§ **Problem**:
Identify every line in the rows below that contains the word "house" and copy each of those lines, treating uppercase and lowercase letters as different.

§ **Task input**:
(begin)

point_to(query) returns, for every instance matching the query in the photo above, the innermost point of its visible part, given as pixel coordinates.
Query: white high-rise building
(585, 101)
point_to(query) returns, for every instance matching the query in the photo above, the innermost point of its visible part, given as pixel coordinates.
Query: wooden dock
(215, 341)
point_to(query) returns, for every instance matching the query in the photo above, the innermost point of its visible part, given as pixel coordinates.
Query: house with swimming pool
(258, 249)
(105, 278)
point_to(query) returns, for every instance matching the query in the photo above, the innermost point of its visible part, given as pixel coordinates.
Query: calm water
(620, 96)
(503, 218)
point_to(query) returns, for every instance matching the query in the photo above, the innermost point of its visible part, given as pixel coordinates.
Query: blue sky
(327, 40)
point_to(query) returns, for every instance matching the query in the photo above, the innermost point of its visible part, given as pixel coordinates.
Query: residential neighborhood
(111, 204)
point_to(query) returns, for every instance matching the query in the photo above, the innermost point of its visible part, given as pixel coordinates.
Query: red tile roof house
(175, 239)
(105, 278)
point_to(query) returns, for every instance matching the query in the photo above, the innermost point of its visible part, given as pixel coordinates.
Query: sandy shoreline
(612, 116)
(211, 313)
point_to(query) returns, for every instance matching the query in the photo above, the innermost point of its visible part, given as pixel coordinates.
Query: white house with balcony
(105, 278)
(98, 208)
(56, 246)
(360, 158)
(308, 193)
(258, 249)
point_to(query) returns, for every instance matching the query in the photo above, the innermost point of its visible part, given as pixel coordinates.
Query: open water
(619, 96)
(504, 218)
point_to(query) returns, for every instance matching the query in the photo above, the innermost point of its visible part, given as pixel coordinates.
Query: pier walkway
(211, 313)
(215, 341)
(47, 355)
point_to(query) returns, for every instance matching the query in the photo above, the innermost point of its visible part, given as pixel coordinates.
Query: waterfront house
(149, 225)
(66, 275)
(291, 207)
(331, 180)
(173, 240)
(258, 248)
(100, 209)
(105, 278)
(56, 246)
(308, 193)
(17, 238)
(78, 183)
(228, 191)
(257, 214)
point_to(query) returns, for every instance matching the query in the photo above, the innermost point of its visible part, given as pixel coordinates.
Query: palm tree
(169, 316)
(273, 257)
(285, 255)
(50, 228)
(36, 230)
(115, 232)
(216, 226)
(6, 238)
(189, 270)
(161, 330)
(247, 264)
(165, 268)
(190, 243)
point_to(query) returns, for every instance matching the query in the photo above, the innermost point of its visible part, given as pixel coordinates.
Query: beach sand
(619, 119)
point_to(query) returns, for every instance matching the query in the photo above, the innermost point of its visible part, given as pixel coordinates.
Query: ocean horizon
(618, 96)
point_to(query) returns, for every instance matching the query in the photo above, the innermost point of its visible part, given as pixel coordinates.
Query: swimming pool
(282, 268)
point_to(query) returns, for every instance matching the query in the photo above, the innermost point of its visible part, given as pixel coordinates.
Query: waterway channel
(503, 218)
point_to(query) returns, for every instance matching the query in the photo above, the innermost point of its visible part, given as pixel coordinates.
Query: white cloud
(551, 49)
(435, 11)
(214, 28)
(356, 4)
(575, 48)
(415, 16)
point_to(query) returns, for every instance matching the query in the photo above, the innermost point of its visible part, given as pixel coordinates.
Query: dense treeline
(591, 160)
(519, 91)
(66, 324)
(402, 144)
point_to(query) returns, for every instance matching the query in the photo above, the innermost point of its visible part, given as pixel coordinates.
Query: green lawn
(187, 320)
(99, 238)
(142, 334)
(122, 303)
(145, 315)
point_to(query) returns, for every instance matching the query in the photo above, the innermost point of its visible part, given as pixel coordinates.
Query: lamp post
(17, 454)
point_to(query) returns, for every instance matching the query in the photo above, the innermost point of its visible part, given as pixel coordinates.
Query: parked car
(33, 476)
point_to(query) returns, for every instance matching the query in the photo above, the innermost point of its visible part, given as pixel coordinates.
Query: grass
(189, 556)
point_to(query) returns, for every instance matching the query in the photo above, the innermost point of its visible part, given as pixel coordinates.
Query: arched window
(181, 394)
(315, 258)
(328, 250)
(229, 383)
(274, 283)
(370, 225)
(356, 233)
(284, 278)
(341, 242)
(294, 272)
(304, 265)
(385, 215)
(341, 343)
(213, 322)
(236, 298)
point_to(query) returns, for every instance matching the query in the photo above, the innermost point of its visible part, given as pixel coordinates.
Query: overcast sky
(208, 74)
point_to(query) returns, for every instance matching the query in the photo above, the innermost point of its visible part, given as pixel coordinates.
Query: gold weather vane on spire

(end)

§ **Response to the exercise**:
Query: house with swimming pool
Query: red tile roof house
Query: white house with balcony
Query: waterfront house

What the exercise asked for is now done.